• [SHORT PROBLEM] Find every line in the records below that contains the word "towel" and copy each one out. Case counts.

════════════════════

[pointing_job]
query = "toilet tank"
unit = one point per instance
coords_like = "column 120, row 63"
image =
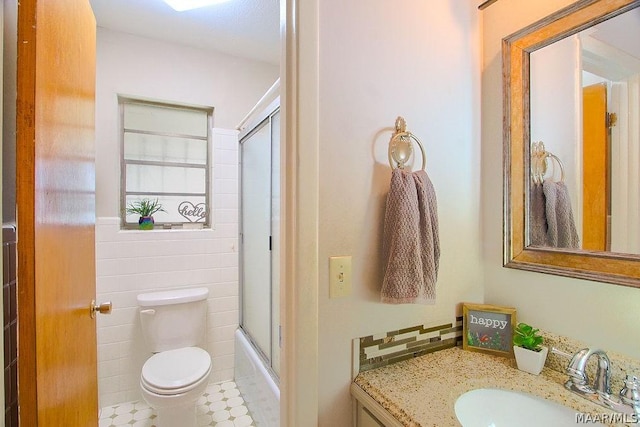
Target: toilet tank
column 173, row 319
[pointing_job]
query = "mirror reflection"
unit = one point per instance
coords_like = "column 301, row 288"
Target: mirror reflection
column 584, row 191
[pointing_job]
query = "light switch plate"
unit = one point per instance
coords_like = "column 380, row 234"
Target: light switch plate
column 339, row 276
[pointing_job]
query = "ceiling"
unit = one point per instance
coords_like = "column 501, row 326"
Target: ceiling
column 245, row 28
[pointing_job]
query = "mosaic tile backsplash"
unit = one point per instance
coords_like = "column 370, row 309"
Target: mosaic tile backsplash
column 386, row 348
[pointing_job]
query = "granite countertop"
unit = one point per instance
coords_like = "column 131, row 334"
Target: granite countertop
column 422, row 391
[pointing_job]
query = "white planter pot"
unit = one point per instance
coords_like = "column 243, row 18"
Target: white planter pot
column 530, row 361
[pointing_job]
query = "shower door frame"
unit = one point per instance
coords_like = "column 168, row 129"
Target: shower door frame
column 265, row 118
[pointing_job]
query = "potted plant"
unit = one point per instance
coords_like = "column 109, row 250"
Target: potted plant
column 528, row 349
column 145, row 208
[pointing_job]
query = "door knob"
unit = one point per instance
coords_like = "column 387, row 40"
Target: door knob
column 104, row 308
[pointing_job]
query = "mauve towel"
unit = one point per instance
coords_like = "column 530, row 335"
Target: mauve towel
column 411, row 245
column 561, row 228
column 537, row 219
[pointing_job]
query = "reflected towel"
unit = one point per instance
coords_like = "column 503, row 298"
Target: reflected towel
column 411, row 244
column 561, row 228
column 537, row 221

════════════════════

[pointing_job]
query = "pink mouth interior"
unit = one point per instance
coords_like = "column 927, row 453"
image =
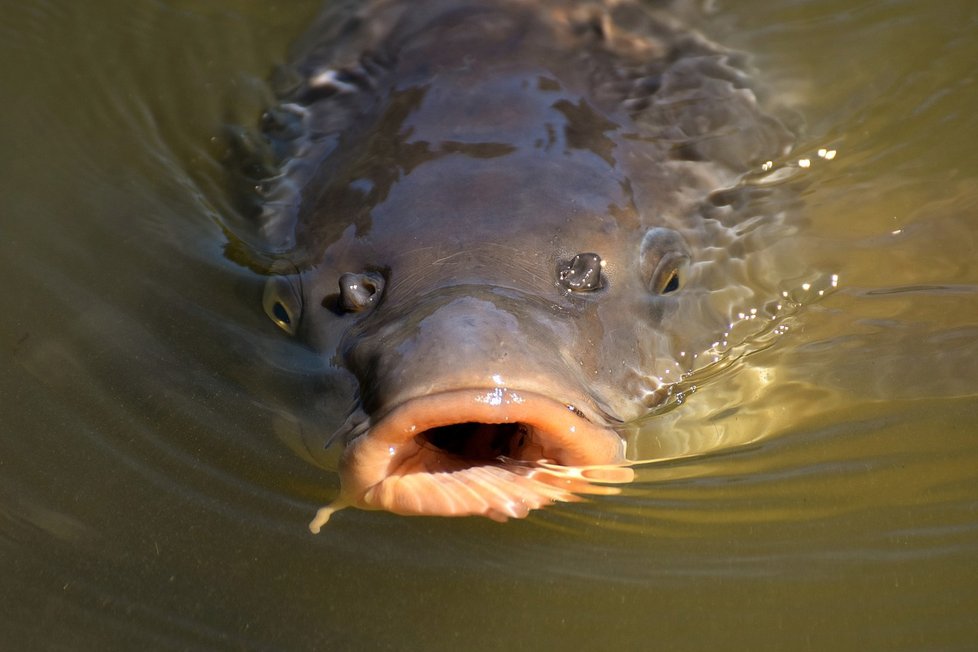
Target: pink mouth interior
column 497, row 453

════════════════════

• [SOLUTION FOR THIS TASK]
query = "mauve towel"
Target: mauve towel
query = "reflected towel"
Target: reflected towel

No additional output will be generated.